Instructions to follow: Format the records below as a two-column CSV with the header columns "request" and "answer", writing one row for each request. Put its text and its answer each in one quoted field, and replace every line break with a space.

[Stored data entries]
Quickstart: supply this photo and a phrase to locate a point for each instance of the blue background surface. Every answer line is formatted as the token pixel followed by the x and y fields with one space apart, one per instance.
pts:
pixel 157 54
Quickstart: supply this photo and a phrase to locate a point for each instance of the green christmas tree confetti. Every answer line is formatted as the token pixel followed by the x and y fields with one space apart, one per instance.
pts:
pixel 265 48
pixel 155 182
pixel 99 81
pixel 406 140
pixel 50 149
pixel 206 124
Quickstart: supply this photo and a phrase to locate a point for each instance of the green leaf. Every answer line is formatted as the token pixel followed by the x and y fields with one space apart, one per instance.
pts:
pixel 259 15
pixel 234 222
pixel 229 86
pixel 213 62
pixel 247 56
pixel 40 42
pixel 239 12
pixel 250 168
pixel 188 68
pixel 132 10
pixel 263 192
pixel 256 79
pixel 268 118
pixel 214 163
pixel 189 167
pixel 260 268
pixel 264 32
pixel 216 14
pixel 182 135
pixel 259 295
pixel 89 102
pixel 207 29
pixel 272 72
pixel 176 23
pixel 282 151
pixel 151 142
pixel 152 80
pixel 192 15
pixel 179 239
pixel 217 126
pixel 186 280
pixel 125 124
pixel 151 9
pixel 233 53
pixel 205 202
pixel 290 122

Solution:
request,answer
"Quickstart: supply this photo and a phrase to locate a point for each instance of the blue background surface. Every answer line is formatted as the token pixel followed by the x and y fields with one space apart, one per instance. pts:","pixel 157 54"
"Quickstart: supply this photo and a phrase to locate a point for each instance of the green christmas tree confetti. Every answer line is formatted as the token pixel followed by the x and y fields with one space apart, one per instance. pts:","pixel 265 48 pixel 155 182 pixel 99 81 pixel 406 140 pixel 50 149 pixel 206 124"
"Quickstart: supply this photo and a phrase to locate a point for each instance of the green leaf. Every answer line is formatted as the token pixel followed by the x and y fields with one space apart, one per instance. pts:","pixel 259 15 pixel 234 222 pixel 229 86 pixel 213 62 pixel 247 56 pixel 40 42 pixel 239 12 pixel 250 168 pixel 188 68 pixel 132 10 pixel 263 192 pixel 256 79 pixel 268 118 pixel 214 163 pixel 189 167 pixel 260 268 pixel 264 32 pixel 216 14 pixel 182 135 pixel 259 295 pixel 89 102 pixel 207 29 pixel 272 72 pixel 176 23 pixel 282 151 pixel 151 142 pixel 152 80 pixel 192 15 pixel 179 239 pixel 217 126 pixel 186 280 pixel 125 124 pixel 151 9 pixel 233 53 pixel 205 202 pixel 290 122"